Source material »
++++++++++++++++++++
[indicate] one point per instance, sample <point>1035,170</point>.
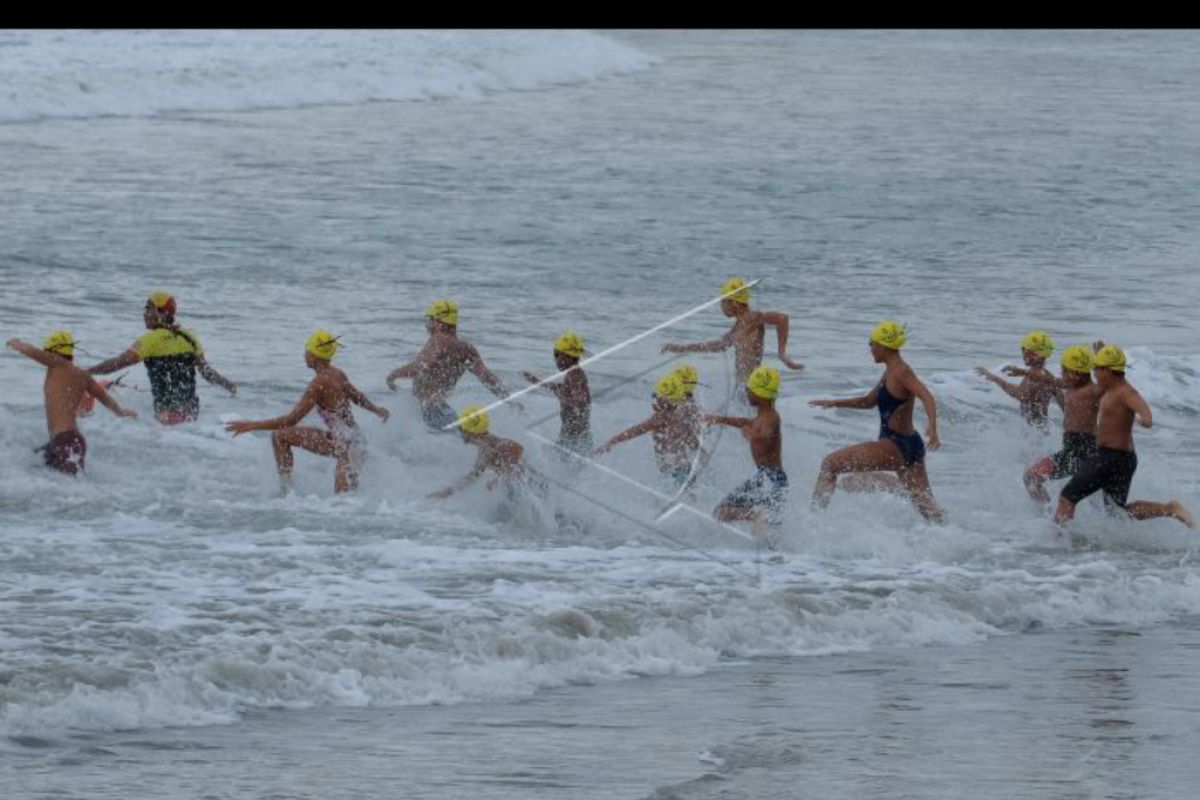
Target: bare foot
<point>1181,512</point>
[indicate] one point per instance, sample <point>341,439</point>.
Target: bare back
<point>748,335</point>
<point>503,456</point>
<point>895,379</point>
<point>331,391</point>
<point>1115,426</point>
<point>441,364</point>
<point>64,389</point>
<point>1037,390</point>
<point>766,438</point>
<point>575,409</point>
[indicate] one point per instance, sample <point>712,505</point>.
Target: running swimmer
<point>1080,401</point>
<point>761,498</point>
<point>675,429</point>
<point>88,404</point>
<point>1037,386</point>
<point>502,456</point>
<point>331,394</point>
<point>748,332</point>
<point>574,396</point>
<point>441,364</point>
<point>64,389</point>
<point>1115,462</point>
<point>899,447</point>
<point>173,355</point>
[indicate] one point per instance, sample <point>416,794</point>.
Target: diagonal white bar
<point>609,352</point>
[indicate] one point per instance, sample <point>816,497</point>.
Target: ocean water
<point>171,626</point>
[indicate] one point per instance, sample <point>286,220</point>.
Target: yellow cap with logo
<point>889,334</point>
<point>1038,343</point>
<point>763,383</point>
<point>1078,359</point>
<point>322,344</point>
<point>444,311</point>
<point>737,286</point>
<point>670,388</point>
<point>474,420</point>
<point>689,376</point>
<point>60,342</point>
<point>570,343</point>
<point>1110,356</point>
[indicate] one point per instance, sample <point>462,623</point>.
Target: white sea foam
<point>137,73</point>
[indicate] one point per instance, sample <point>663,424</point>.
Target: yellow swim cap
<point>322,344</point>
<point>444,311</point>
<point>163,301</point>
<point>889,334</point>
<point>570,343</point>
<point>763,382</point>
<point>739,294</point>
<point>60,342</point>
<point>473,420</point>
<point>1038,343</point>
<point>689,377</point>
<point>1078,359</point>
<point>670,388</point>
<point>1110,356</point>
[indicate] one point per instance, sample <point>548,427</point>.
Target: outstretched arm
<point>870,400</point>
<point>37,354</point>
<point>1012,390</point>
<point>360,400</point>
<point>214,377</point>
<point>407,371</point>
<point>96,390</point>
<point>627,434</point>
<point>912,383</point>
<point>732,421</point>
<point>126,359</point>
<point>780,320</point>
<point>553,389</point>
<point>307,402</point>
<point>1141,409</point>
<point>715,346</point>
++++++++++++++++++++
Exercise prompt » Look above for the line with "instance, sample <point>286,220</point>." and the line with "instance, sample <point>548,427</point>.", and reproduce exactly those two lines plus every line between, nothing more.

Exercise result »
[indicate] one point per instance, sample <point>286,220</point>.
Target: yellow cap with logo
<point>889,334</point>
<point>1038,343</point>
<point>763,383</point>
<point>1078,359</point>
<point>322,344</point>
<point>444,311</point>
<point>737,286</point>
<point>670,388</point>
<point>474,420</point>
<point>689,376</point>
<point>60,342</point>
<point>570,343</point>
<point>1110,356</point>
[indicate] one point per instance, sample <point>462,623</point>.
Target: white sea foam
<point>137,73</point>
[indicate] one point per instance, sample <point>663,424</point>.
Target: yellow swim cap
<point>322,344</point>
<point>444,311</point>
<point>163,301</point>
<point>889,334</point>
<point>570,343</point>
<point>763,382</point>
<point>739,294</point>
<point>60,342</point>
<point>473,420</point>
<point>1038,343</point>
<point>689,377</point>
<point>1078,359</point>
<point>670,388</point>
<point>1110,356</point>
[indicate] one point per instance, sample <point>548,427</point>.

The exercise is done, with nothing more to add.